EXERCISE PROMPT →
Skip every picture, and output exactly the lines starting at the one with "Objective — one dot per instance of the black eye" and running through the last line of the material below.

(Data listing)
__________

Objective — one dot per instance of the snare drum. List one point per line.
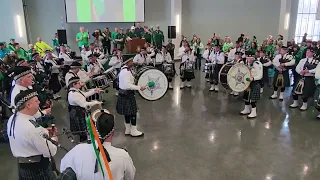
(233, 76)
(111, 74)
(156, 81)
(100, 82)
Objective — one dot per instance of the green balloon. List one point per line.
(151, 84)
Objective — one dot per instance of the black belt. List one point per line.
(34, 162)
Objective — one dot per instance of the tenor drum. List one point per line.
(234, 77)
(100, 82)
(156, 81)
(111, 74)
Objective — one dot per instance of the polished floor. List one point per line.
(194, 134)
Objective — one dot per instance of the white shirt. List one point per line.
(28, 141)
(83, 75)
(256, 70)
(121, 164)
(232, 54)
(69, 75)
(78, 98)
(217, 58)
(161, 57)
(55, 67)
(116, 62)
(300, 66)
(67, 59)
(187, 56)
(276, 61)
(142, 59)
(126, 80)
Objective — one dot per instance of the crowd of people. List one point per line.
(30, 76)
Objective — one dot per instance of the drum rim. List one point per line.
(140, 93)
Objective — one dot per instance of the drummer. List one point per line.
(164, 57)
(116, 63)
(126, 103)
(217, 59)
(78, 106)
(266, 63)
(252, 93)
(142, 58)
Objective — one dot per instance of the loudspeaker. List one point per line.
(62, 36)
(172, 34)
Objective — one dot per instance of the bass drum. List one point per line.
(223, 75)
(236, 77)
(156, 81)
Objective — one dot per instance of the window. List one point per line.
(306, 21)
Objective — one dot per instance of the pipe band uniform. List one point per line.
(74, 164)
(78, 106)
(32, 151)
(282, 63)
(126, 101)
(306, 85)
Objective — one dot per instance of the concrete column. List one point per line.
(284, 21)
(176, 11)
(13, 21)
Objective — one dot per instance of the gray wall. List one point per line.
(230, 17)
(45, 18)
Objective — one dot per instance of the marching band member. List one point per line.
(186, 66)
(78, 105)
(54, 82)
(252, 94)
(232, 53)
(206, 54)
(75, 68)
(164, 57)
(282, 63)
(142, 57)
(32, 151)
(306, 69)
(126, 103)
(266, 63)
(85, 167)
(217, 59)
(116, 63)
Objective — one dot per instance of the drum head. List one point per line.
(237, 76)
(157, 84)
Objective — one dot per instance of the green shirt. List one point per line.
(121, 36)
(114, 35)
(147, 37)
(157, 37)
(55, 42)
(84, 39)
(226, 46)
(21, 54)
(132, 34)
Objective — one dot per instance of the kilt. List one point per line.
(265, 76)
(252, 94)
(54, 83)
(36, 171)
(309, 86)
(286, 79)
(126, 102)
(77, 117)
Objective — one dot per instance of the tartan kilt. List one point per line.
(43, 173)
(252, 94)
(126, 104)
(77, 117)
(286, 79)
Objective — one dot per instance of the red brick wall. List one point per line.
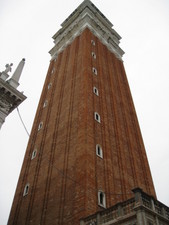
(66, 174)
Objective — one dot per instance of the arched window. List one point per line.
(40, 126)
(93, 42)
(34, 154)
(45, 103)
(97, 117)
(49, 85)
(99, 151)
(94, 70)
(26, 189)
(95, 90)
(101, 199)
(93, 55)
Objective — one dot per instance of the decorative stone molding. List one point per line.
(87, 16)
(10, 98)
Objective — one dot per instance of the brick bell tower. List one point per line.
(85, 151)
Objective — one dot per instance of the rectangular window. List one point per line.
(97, 117)
(102, 199)
(95, 90)
(94, 71)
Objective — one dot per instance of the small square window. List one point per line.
(34, 154)
(93, 55)
(53, 70)
(97, 117)
(95, 90)
(45, 103)
(94, 70)
(102, 199)
(40, 126)
(99, 151)
(93, 42)
(26, 189)
(49, 85)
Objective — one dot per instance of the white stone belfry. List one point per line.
(10, 97)
(14, 80)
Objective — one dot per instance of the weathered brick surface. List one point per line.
(66, 174)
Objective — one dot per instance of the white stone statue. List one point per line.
(8, 68)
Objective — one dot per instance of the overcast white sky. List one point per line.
(26, 28)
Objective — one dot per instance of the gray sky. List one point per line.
(26, 30)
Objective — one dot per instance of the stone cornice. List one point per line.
(10, 98)
(87, 16)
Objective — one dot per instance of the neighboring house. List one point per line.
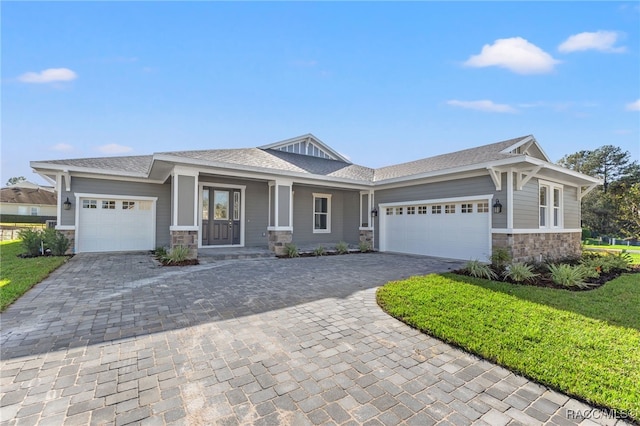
(302, 191)
(28, 202)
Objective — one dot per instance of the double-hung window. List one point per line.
(550, 200)
(321, 213)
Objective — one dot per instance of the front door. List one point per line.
(220, 216)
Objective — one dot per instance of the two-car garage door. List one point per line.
(454, 229)
(115, 224)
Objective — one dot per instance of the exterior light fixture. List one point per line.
(497, 207)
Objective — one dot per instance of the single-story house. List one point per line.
(28, 202)
(300, 190)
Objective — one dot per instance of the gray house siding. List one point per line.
(256, 208)
(467, 187)
(112, 187)
(345, 216)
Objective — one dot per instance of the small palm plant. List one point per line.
(477, 269)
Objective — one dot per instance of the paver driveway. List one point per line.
(116, 339)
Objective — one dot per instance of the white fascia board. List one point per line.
(67, 168)
(254, 172)
(550, 166)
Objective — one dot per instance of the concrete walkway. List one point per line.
(117, 339)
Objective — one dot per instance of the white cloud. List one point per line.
(602, 41)
(49, 75)
(515, 54)
(64, 147)
(633, 106)
(484, 105)
(114, 148)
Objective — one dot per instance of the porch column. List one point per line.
(280, 227)
(184, 209)
(366, 218)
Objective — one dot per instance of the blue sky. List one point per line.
(382, 83)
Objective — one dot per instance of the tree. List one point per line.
(15, 180)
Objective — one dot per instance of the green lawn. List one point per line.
(18, 275)
(582, 343)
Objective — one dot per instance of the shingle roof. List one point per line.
(462, 158)
(129, 164)
(18, 195)
(270, 159)
(279, 160)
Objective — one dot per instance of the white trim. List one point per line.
(436, 201)
(280, 228)
(183, 228)
(535, 231)
(509, 199)
(313, 211)
(242, 188)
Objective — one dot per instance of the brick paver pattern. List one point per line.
(117, 339)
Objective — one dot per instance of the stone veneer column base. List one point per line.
(71, 236)
(366, 236)
(540, 246)
(186, 239)
(278, 241)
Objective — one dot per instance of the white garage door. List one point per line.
(458, 230)
(115, 224)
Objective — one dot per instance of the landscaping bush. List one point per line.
(32, 242)
(342, 247)
(55, 241)
(519, 272)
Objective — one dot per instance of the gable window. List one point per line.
(321, 213)
(550, 196)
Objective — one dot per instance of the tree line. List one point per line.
(613, 208)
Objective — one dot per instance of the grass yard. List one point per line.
(17, 275)
(583, 343)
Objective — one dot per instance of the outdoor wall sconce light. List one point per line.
(497, 207)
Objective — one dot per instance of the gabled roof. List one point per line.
(307, 145)
(27, 195)
(466, 157)
(271, 159)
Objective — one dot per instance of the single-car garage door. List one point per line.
(454, 229)
(115, 224)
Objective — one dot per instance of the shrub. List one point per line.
(319, 251)
(56, 241)
(500, 257)
(177, 254)
(477, 269)
(568, 275)
(519, 272)
(342, 247)
(32, 241)
(292, 250)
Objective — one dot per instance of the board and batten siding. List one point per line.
(114, 187)
(256, 209)
(345, 216)
(467, 187)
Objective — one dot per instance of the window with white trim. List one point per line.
(321, 213)
(550, 201)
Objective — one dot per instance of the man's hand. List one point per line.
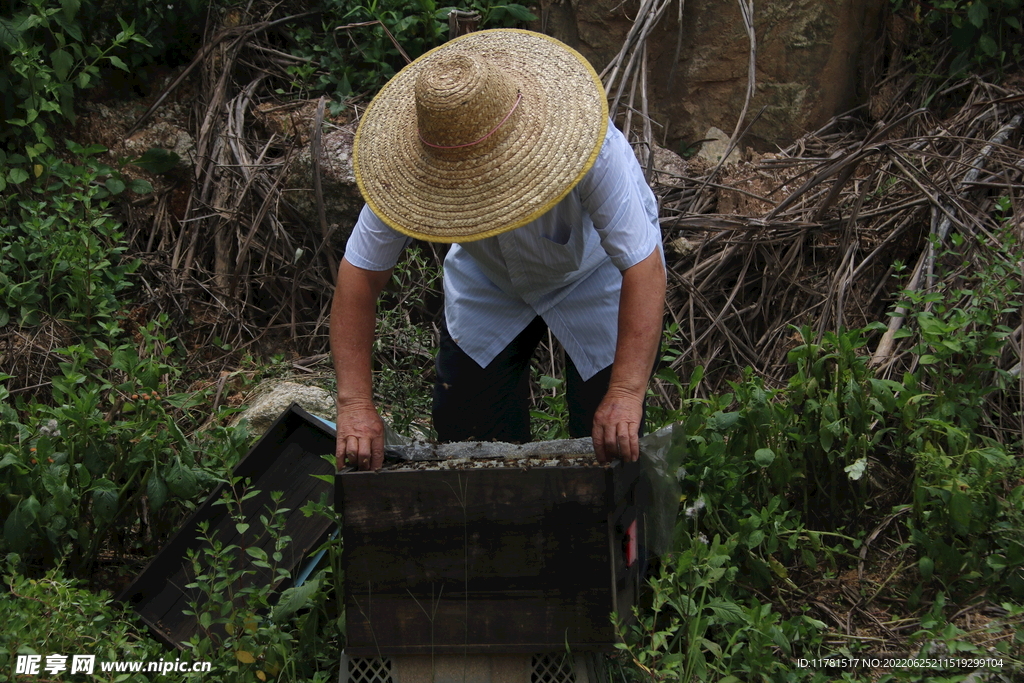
(360, 436)
(616, 425)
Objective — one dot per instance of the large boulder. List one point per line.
(809, 61)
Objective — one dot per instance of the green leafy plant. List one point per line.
(45, 58)
(240, 627)
(107, 454)
(61, 253)
(57, 615)
(363, 43)
(984, 33)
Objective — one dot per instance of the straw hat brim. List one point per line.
(550, 143)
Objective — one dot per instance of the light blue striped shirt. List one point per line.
(565, 266)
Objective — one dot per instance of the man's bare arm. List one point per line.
(641, 305)
(353, 318)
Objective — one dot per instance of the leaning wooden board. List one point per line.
(487, 560)
(286, 459)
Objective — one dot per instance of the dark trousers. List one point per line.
(493, 403)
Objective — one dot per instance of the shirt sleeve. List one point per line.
(621, 203)
(373, 245)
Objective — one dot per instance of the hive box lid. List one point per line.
(486, 560)
(286, 459)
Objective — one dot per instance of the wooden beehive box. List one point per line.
(286, 459)
(513, 559)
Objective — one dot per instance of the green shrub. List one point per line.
(61, 253)
(53, 615)
(107, 454)
(984, 33)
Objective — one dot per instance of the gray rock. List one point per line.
(269, 404)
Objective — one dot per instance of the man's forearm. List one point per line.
(353, 314)
(641, 306)
(641, 303)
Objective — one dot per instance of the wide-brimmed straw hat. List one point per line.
(480, 135)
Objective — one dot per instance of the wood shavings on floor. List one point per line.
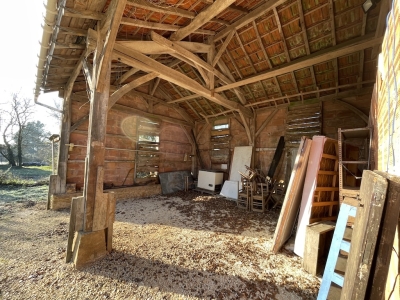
(180, 246)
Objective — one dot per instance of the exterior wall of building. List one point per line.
(386, 100)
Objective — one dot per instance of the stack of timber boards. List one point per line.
(320, 200)
(365, 238)
(294, 191)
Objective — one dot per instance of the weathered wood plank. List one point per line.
(292, 199)
(364, 239)
(390, 217)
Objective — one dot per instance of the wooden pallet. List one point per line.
(320, 198)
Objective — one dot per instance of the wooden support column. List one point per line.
(92, 239)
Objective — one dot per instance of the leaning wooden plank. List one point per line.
(365, 232)
(75, 224)
(379, 273)
(310, 183)
(292, 199)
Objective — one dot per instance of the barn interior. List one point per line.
(158, 87)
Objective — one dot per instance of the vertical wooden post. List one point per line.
(95, 149)
(64, 141)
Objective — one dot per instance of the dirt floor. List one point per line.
(184, 246)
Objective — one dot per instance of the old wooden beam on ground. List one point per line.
(364, 239)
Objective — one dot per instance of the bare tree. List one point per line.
(17, 116)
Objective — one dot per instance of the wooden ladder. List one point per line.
(347, 209)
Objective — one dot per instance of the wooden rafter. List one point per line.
(278, 22)
(245, 53)
(202, 18)
(248, 18)
(223, 48)
(306, 42)
(345, 48)
(130, 86)
(333, 30)
(180, 52)
(261, 44)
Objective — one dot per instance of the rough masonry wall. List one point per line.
(335, 115)
(386, 100)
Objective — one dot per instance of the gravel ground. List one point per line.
(184, 246)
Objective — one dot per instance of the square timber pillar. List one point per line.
(92, 216)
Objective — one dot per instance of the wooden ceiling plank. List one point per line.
(239, 93)
(223, 48)
(234, 64)
(173, 10)
(314, 92)
(109, 29)
(261, 45)
(278, 22)
(74, 75)
(251, 16)
(381, 25)
(182, 53)
(345, 48)
(155, 86)
(362, 55)
(245, 53)
(130, 86)
(202, 18)
(306, 42)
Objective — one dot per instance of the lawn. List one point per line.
(24, 184)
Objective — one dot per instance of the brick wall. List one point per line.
(386, 115)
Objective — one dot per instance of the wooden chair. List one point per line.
(259, 197)
(277, 194)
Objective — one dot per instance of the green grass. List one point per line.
(9, 193)
(23, 176)
(24, 184)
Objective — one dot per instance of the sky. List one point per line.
(21, 31)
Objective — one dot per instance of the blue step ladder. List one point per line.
(347, 209)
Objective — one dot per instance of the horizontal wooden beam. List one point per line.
(128, 87)
(144, 114)
(175, 11)
(179, 109)
(248, 18)
(83, 14)
(202, 18)
(69, 46)
(72, 31)
(138, 60)
(342, 49)
(159, 26)
(184, 99)
(151, 47)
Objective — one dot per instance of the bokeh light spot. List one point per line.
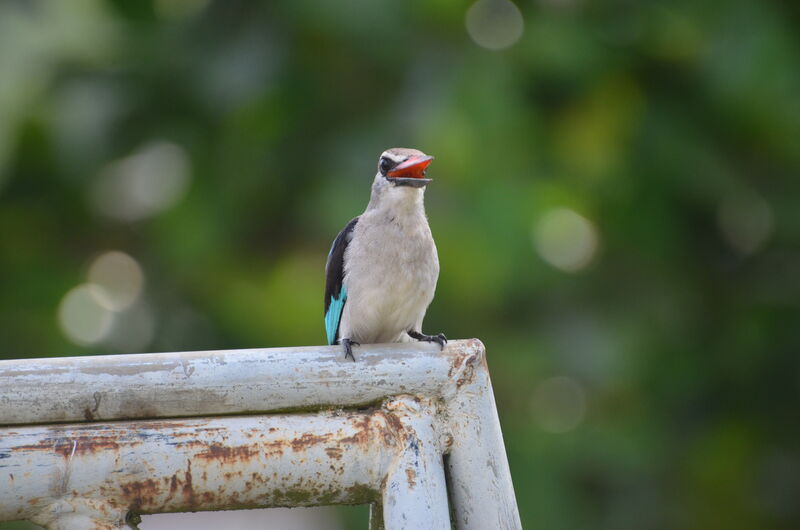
(494, 24)
(565, 239)
(119, 278)
(82, 318)
(745, 220)
(144, 184)
(558, 404)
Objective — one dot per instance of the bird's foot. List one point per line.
(347, 346)
(440, 339)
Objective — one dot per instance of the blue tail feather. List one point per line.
(334, 315)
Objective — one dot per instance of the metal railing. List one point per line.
(93, 442)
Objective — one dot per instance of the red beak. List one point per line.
(414, 167)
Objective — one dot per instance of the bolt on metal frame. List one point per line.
(91, 442)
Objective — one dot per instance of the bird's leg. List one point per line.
(439, 339)
(347, 346)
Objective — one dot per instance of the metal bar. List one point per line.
(102, 471)
(146, 465)
(185, 384)
(480, 481)
(415, 491)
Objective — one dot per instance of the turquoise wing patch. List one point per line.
(334, 315)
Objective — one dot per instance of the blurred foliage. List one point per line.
(670, 128)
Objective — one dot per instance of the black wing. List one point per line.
(335, 293)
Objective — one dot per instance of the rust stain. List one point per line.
(188, 491)
(307, 440)
(64, 446)
(412, 477)
(143, 492)
(468, 374)
(334, 452)
(231, 454)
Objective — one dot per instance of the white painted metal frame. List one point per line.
(90, 442)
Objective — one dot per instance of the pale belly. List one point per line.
(389, 293)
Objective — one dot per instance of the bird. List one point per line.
(382, 268)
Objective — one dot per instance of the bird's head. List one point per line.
(403, 167)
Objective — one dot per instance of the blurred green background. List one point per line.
(616, 204)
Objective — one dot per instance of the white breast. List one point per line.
(391, 269)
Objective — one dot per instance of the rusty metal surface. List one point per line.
(82, 474)
(185, 384)
(225, 463)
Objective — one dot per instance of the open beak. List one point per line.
(411, 172)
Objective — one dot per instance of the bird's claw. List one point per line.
(440, 339)
(347, 345)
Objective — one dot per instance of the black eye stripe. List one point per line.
(385, 165)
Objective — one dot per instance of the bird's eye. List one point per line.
(385, 165)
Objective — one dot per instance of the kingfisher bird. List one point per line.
(382, 268)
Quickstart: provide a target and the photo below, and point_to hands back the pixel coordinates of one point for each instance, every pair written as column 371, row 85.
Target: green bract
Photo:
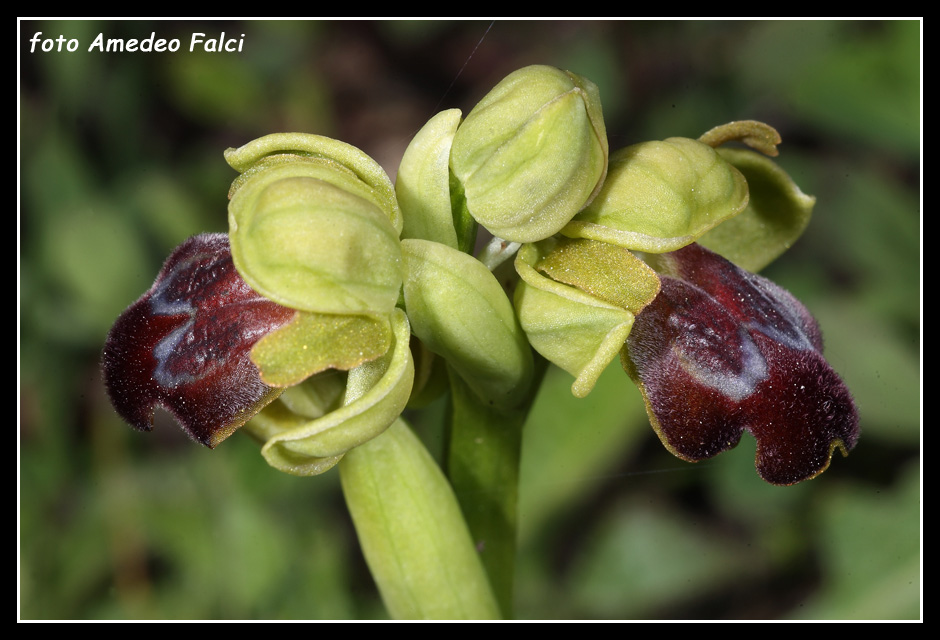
column 661, row 196
column 532, row 153
column 577, row 301
column 776, row 214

__________

THE SOLUTION →
Objective — one dot per instance of the black eye stripe. List one point per line.
(385, 165)
Objective — one dot per instance of the bird's eye. List one point per line.
(385, 165)
Objective — one dot per instance of the kingfisher bird. List one point per line.
(382, 268)
Quickstart: provide a target and the photo below, and point_to hands back the pixel coordinates of one point for each instance, every pair written as column 371, row 85.
Target: green bract
Photo:
column 661, row 196
column 532, row 153
column 577, row 301
column 776, row 214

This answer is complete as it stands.